Exercise instructions: Write out the records again from the line containing "Note for the class: annotate every instance of the red hood" through the line containing "(1137, 223)", with every "single marker" changed to "single dot" and nothing else altered.

= = = = =

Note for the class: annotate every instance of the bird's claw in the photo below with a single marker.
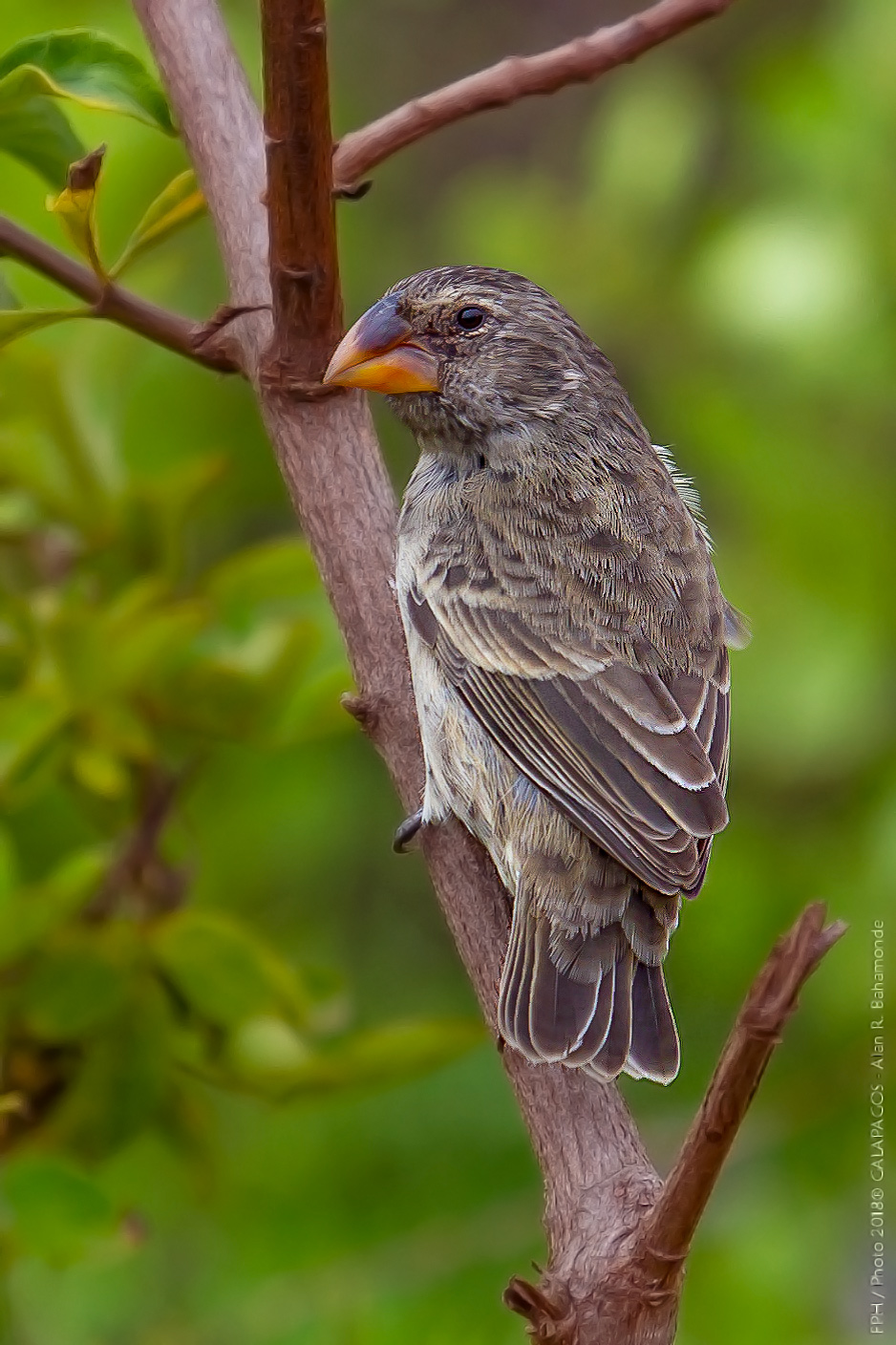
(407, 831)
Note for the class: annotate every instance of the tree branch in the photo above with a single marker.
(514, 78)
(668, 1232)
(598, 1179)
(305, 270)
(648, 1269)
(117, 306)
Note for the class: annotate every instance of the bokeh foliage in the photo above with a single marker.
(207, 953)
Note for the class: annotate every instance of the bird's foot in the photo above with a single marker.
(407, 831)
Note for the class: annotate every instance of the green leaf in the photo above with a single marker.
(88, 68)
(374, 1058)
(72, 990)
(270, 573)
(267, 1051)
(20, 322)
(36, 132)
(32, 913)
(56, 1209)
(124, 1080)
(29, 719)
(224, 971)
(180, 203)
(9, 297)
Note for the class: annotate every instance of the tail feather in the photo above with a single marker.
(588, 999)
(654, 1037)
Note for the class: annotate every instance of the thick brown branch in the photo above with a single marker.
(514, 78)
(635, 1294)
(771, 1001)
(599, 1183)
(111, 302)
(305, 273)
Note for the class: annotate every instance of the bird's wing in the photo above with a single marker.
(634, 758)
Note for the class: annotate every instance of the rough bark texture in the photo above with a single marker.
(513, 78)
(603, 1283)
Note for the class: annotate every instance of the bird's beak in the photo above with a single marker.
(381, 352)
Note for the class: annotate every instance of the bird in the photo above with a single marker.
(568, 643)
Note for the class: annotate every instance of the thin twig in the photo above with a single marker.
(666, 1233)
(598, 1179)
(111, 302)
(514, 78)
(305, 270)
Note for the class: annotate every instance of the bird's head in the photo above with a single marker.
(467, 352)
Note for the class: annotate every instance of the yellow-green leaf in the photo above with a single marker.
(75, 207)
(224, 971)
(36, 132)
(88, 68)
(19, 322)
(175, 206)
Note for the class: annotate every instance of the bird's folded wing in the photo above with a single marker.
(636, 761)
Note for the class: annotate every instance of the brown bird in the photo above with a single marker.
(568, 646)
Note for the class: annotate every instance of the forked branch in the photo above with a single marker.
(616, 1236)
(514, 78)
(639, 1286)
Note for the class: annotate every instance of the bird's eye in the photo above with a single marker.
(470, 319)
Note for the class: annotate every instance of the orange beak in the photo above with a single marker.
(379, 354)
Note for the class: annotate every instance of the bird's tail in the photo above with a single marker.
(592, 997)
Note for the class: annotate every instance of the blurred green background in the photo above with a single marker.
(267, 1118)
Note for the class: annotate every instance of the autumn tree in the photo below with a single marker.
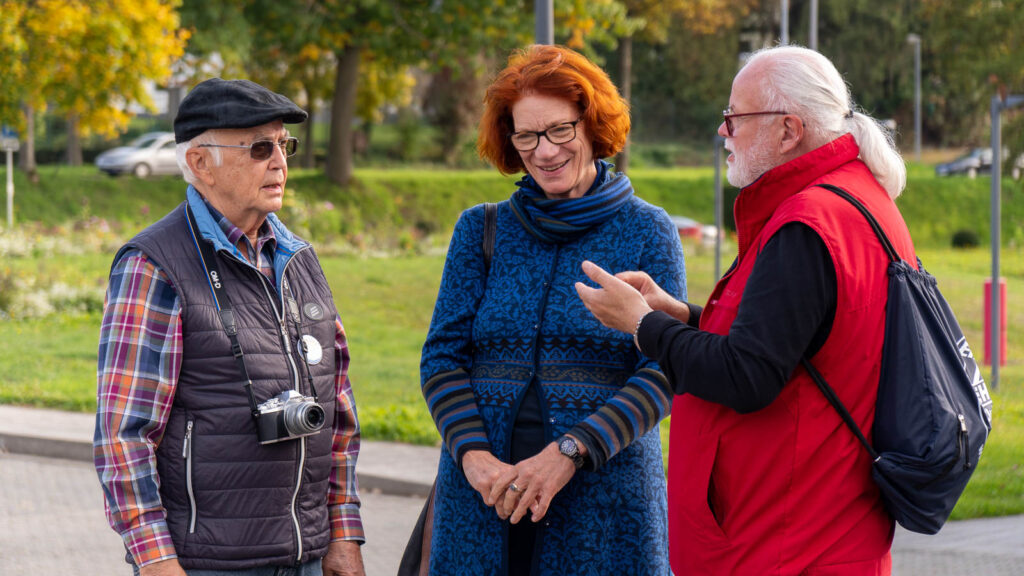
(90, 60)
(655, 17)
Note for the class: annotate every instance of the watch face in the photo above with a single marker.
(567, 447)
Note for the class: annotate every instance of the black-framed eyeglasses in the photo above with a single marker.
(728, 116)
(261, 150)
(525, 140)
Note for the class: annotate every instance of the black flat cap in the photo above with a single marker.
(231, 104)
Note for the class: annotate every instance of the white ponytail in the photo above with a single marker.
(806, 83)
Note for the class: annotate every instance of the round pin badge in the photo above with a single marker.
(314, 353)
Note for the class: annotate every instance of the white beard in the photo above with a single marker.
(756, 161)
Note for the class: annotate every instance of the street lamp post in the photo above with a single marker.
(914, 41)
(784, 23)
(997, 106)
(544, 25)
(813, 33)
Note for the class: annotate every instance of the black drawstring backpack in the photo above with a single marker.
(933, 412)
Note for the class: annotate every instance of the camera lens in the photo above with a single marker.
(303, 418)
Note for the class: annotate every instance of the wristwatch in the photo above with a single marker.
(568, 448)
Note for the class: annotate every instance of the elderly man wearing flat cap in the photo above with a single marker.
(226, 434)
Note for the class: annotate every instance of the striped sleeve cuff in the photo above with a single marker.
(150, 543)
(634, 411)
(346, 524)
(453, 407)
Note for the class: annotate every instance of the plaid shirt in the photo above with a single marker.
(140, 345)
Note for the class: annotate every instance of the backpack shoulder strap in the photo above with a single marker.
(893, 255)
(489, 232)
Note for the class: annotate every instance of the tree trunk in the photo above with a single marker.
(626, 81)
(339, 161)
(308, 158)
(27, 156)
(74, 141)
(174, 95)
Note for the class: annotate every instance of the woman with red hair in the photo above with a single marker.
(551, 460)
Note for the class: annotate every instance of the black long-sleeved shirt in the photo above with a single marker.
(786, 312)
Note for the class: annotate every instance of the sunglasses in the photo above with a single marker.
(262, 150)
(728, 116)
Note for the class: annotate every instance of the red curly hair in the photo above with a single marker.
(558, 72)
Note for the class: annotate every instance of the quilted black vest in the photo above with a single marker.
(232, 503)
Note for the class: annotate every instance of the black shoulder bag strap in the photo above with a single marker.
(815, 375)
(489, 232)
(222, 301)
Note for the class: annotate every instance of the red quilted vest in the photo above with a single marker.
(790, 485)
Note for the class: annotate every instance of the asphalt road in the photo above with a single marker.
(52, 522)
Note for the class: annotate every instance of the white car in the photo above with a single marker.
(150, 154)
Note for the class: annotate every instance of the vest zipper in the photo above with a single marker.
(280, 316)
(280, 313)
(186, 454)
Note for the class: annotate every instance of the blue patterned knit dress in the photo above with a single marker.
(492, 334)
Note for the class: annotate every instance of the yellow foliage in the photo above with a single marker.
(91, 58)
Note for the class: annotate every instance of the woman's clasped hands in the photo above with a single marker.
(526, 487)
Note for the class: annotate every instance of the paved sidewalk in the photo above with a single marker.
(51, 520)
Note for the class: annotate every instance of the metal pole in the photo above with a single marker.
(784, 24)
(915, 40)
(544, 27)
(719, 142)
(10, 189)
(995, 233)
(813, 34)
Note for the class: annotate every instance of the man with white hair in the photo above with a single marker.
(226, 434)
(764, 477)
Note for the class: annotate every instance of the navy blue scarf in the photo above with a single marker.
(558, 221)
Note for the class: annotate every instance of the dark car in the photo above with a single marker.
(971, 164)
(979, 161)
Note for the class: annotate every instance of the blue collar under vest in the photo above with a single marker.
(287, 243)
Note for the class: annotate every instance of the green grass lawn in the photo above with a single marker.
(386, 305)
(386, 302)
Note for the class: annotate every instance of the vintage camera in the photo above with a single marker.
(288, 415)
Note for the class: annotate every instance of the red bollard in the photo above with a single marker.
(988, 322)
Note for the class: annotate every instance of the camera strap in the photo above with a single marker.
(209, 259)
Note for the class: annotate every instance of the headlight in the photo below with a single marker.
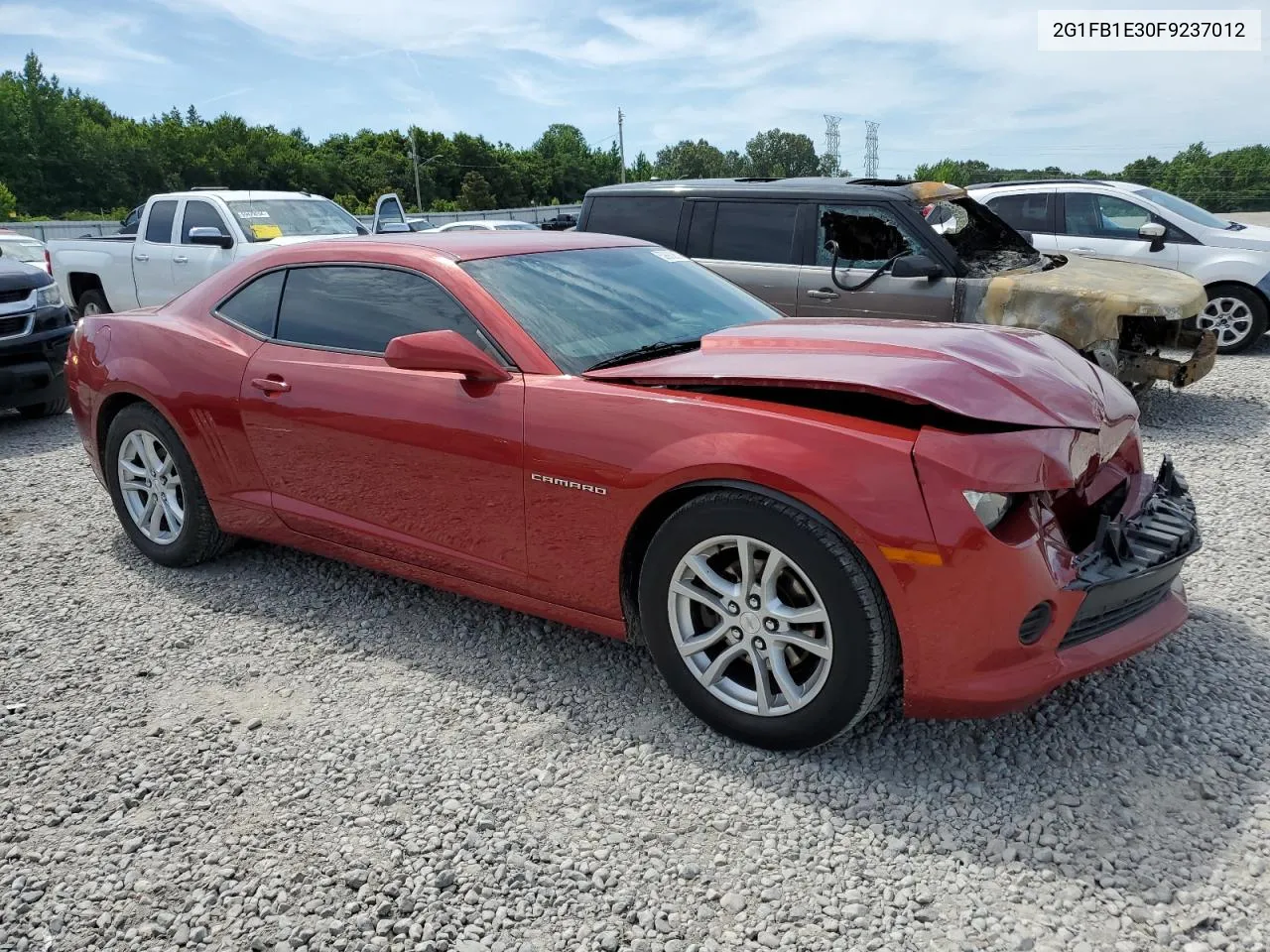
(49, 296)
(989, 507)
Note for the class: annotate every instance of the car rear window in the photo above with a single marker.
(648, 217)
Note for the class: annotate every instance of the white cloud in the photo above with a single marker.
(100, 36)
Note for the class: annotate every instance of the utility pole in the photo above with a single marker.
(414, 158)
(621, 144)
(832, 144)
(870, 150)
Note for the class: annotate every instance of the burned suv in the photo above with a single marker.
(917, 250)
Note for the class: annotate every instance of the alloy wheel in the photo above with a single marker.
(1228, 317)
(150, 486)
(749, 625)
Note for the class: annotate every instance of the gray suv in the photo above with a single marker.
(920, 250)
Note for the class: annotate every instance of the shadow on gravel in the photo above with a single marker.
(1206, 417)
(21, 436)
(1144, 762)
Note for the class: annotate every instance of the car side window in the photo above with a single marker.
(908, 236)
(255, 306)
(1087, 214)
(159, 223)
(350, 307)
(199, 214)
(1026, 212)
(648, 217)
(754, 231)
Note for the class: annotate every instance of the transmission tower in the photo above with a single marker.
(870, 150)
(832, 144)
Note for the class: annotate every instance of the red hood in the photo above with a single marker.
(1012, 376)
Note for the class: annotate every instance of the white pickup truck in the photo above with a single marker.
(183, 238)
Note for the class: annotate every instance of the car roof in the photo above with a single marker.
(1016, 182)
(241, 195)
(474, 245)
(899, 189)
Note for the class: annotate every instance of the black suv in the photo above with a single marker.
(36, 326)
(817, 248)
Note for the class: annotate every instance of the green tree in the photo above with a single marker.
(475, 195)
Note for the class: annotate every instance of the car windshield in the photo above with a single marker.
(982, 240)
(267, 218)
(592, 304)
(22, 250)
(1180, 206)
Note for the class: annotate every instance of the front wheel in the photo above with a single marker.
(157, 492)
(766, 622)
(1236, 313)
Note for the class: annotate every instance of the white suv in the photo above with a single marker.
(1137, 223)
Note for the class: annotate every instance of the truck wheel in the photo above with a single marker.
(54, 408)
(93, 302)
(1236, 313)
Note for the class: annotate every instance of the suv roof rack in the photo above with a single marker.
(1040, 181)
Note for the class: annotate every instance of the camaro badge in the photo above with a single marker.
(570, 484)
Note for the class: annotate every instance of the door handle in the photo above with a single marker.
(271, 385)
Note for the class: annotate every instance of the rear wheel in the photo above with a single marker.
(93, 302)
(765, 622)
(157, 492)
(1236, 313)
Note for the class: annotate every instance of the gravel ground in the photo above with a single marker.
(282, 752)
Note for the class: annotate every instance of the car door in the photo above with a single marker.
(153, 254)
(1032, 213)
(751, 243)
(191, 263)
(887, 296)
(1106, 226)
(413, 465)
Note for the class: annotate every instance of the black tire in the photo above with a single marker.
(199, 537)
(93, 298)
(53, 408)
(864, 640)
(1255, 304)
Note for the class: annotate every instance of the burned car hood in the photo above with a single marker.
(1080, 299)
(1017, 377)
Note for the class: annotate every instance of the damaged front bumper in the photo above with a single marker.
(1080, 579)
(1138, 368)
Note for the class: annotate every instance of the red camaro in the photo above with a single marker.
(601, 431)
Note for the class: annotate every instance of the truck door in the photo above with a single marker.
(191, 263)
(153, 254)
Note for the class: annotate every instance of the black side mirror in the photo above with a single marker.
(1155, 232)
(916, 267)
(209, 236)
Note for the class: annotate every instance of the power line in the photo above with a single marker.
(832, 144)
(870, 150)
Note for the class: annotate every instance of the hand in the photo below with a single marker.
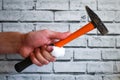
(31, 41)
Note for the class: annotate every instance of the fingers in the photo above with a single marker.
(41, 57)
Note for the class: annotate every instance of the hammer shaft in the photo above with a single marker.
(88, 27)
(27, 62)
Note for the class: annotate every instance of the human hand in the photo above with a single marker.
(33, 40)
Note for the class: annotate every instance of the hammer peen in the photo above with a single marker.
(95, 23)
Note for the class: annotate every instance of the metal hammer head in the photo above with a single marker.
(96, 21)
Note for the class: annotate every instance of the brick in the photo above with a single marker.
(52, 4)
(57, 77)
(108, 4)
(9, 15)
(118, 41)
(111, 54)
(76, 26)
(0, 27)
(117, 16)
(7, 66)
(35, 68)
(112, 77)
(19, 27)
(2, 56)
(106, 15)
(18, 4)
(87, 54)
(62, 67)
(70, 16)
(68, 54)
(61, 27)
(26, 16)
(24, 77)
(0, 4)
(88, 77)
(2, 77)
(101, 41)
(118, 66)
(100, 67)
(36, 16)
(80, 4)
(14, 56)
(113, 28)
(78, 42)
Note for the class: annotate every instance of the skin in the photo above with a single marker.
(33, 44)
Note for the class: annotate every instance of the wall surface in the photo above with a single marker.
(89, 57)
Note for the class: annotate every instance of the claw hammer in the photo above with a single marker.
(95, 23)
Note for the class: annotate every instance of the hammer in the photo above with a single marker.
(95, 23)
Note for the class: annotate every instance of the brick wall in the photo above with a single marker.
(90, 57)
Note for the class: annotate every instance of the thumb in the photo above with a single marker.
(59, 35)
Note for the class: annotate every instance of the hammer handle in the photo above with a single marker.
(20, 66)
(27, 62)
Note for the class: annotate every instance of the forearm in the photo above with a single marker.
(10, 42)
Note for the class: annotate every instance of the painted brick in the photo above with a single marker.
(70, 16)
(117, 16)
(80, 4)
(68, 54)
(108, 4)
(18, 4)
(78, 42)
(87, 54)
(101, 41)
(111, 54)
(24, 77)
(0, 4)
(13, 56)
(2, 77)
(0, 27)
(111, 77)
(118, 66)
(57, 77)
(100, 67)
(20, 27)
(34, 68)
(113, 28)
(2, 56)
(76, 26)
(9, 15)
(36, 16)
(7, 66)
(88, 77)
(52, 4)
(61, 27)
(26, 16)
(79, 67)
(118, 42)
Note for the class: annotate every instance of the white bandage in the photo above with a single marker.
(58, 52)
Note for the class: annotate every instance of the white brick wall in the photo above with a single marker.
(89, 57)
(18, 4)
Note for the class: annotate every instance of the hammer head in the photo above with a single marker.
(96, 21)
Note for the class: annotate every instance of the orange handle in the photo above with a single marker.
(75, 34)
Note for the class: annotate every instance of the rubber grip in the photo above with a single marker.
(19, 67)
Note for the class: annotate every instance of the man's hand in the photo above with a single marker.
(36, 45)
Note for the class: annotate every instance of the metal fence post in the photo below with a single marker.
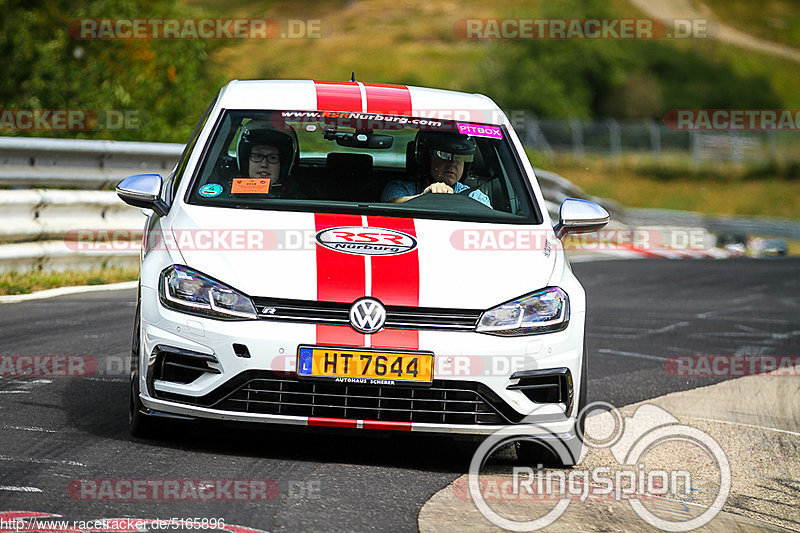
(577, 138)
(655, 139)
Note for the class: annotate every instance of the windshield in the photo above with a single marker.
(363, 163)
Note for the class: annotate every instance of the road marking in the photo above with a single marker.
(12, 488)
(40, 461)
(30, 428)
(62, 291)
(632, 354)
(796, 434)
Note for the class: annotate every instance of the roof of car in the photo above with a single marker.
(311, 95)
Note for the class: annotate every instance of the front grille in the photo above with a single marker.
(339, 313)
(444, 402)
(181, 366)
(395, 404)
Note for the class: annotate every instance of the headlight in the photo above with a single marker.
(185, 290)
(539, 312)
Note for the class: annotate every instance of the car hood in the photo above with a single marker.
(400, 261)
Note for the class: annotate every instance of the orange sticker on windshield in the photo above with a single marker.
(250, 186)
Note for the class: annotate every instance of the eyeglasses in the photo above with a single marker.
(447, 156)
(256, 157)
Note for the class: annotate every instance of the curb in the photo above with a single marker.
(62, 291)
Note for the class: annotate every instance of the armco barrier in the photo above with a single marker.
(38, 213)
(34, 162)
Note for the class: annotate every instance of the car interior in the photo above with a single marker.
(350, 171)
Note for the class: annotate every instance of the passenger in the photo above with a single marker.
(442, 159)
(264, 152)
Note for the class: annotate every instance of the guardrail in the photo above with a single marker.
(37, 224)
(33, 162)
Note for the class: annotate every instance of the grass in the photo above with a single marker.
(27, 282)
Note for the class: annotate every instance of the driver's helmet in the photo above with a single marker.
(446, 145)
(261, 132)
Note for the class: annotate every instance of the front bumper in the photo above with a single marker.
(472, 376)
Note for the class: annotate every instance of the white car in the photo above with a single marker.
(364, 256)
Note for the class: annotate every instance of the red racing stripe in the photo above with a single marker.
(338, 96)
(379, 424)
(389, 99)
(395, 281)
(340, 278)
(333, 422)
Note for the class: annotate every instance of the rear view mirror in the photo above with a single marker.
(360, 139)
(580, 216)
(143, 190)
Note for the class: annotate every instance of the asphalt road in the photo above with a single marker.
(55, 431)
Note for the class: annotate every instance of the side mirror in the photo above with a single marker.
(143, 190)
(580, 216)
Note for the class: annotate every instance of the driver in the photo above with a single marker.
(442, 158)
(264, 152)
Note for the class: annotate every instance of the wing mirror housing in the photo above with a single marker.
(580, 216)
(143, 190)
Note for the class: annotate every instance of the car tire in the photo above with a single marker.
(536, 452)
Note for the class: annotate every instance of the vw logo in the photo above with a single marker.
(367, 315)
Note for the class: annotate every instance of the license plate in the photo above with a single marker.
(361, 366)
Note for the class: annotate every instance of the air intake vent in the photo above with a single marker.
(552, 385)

= = = = =

Exercise output:
Note for the class: annotate every instance of the red hood in the photo above with a single dot.
(1012, 376)
Note for the class: annotate every instance of the white pickup truck in the photo above with a single dot.
(183, 238)
Note for the class: annotate every instance of the car roof in the photo above with a single dot.
(1016, 182)
(241, 195)
(474, 245)
(899, 189)
Note for the class: annotate every instance of the black suv in the photo above with a single dot.
(36, 326)
(817, 248)
Note for the class: annotate every instance of the green tree in the photo above with a single dot.
(475, 195)
Note for the class: annotate every instance of the car windshield in the photo above with a single dot.
(982, 240)
(267, 218)
(592, 304)
(22, 250)
(1180, 206)
Note for the class: annotate every instance of the front wheel in the photo above with a single dot.
(157, 492)
(766, 622)
(1236, 313)
Note for the class: annotate every instance of the white suv in the photo above with a single dot.
(1137, 223)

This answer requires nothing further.